----- Extract provided

Modern Hussy’s Etiquette

By the Modern Hussy

On Being Totally Exposed (the Etiquette of Getting a Brazilian)

Ladies, it may be the scorching summer weather, a new adventurous lover, the tiniest bikini, or simply sheer curiosity of what is it like, that has you contemplating hair removal to the next level- the Brazilian.

The Modern Hussy is here to answer your strangest questions and to clarify what exactly happens when you decide to go bald.

Pre prep– Please note that this procedure is fucking painful.

Even those with the highest pain threshold should prepare for excruciating discomfort. If you are really worried take a couple of painkillers before going. Or a shot of vodka to numb your senses, whatever. Also, don’t go around your moon time because it hurts more. Also, being hungry or tired makes it hurt more too. Don’t talk about it to other people. All your grooming business is private. Ladies at work are all, ‘Excuse me, I’ll brb, I’m getting a waxed, wink!” ugh.

Step 1– Find an esthetician.

----------

● What you need to do:
1. In the etiquette column, what is Step 1?
2. List every reason the etiquette column gives that might have you thinking about getting a Brazilian.
3. Echo the etiquette column from "On Being Totally" up to and including "to go bald.".
Rely only on the etiquette column for your answers.

----- Items

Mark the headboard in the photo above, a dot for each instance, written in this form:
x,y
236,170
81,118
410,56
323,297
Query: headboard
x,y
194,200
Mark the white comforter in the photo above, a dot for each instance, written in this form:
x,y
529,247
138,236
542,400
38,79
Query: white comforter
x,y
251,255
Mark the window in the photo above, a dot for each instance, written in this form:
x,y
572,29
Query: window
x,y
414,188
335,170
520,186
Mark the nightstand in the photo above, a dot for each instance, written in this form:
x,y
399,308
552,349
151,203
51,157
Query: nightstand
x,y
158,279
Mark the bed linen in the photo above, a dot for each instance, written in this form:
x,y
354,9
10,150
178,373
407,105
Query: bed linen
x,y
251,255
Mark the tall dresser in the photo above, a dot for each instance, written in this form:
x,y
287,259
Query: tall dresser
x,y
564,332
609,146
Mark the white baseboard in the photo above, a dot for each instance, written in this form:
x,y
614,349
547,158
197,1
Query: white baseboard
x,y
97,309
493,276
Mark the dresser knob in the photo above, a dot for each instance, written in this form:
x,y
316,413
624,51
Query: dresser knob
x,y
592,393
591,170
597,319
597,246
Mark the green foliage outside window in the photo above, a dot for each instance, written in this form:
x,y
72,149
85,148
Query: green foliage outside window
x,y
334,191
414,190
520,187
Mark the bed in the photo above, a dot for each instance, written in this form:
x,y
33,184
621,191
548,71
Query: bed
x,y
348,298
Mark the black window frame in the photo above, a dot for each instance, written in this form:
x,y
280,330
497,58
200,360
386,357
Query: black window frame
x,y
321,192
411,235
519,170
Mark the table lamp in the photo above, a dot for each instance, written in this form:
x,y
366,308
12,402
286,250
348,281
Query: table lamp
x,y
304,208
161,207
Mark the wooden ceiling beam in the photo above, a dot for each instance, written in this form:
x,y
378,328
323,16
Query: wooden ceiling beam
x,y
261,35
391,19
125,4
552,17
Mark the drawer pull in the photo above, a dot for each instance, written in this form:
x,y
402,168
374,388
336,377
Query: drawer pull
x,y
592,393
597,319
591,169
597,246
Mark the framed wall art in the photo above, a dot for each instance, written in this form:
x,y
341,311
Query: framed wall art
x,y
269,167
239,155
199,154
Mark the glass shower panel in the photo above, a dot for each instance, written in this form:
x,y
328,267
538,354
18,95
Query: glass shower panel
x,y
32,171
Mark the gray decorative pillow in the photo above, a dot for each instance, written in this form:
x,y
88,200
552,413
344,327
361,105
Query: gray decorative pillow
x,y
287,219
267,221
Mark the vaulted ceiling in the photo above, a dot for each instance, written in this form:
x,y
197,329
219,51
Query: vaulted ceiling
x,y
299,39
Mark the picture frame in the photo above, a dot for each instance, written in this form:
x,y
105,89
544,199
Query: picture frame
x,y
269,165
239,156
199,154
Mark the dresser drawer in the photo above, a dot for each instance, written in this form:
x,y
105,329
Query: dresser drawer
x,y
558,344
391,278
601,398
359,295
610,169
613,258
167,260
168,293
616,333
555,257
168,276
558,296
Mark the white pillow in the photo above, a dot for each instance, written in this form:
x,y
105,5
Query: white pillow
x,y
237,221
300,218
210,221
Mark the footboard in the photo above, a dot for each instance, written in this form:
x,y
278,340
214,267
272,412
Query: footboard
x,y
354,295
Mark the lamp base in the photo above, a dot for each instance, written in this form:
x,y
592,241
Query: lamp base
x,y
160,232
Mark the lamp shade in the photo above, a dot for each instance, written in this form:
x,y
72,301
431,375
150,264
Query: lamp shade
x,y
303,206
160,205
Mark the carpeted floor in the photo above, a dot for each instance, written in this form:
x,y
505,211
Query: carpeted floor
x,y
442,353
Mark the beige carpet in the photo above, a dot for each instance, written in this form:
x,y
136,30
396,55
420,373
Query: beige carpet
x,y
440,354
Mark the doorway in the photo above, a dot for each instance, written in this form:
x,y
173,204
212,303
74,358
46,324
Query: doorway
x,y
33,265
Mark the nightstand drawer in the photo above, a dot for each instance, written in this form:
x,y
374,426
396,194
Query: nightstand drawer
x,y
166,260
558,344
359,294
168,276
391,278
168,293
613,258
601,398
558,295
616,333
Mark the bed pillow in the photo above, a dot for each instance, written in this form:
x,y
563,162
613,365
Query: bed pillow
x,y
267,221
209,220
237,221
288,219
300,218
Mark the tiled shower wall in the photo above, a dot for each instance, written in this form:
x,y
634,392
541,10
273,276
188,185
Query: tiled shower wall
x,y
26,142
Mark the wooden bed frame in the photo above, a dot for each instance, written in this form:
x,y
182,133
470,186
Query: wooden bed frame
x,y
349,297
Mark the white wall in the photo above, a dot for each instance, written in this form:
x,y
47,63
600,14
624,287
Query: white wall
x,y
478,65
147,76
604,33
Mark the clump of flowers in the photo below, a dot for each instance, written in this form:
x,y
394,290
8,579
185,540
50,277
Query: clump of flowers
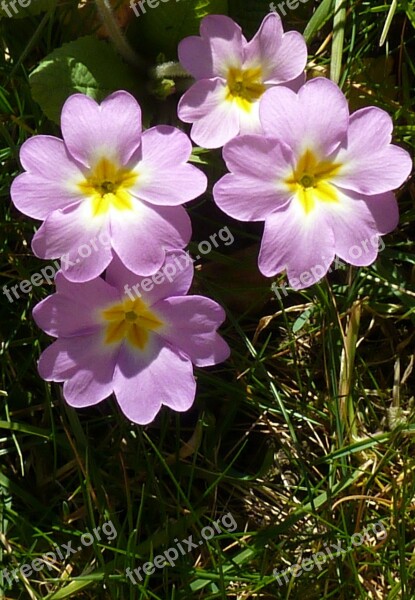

----------

● Per-task answers:
1. Find an esthetician.

2.
- The scorching summer weather
- A new adventurous lover
- The tiniest bikini
- Sheer curiosity of what it is like

3.
On Being Totally Exposed (the Etiquette of Getting a Brazilian)

Ladies, it may be the scorching summer weather, a new adventurous lover, the tiniest bikini, or simply sheer curiosity of what is it like, that has you contemplating hair removal to the next level- the Brazilian.

The Modern Hussy is here to answer your strangest questions and to clarify what exactly happens when you decide to go bald.